• **Task requirements**: A bare number is the only acceptable answer: how many lines of these entries include "field"?

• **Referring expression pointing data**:
■ ■ ■ ■ ■ ■ ■
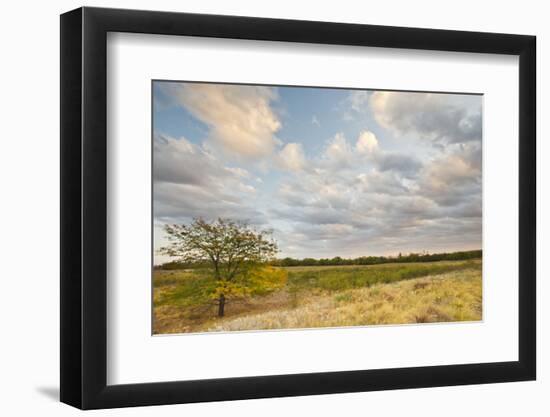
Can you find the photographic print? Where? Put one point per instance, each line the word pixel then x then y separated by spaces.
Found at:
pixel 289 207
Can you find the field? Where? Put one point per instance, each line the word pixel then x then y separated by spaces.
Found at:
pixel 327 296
■ ■ ■ ■ ■ ■ ■
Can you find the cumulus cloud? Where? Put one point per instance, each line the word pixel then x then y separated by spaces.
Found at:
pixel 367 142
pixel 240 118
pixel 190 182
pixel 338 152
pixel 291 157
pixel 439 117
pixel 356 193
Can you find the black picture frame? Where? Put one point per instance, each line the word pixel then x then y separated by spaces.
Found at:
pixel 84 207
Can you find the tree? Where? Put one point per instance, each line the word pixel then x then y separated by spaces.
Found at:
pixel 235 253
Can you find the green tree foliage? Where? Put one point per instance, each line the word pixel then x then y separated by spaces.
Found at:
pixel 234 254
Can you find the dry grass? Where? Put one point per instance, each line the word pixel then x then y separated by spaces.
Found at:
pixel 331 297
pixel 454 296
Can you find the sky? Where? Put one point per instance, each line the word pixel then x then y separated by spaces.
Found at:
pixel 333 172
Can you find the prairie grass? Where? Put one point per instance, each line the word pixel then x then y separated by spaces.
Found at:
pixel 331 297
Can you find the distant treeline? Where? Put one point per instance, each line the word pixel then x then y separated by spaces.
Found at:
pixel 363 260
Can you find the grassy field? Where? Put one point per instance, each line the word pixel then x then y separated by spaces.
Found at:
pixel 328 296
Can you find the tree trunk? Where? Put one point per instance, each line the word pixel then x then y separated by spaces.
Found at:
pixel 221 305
■ ■ ■ ■ ■ ■ ■
• **Answer box**: 2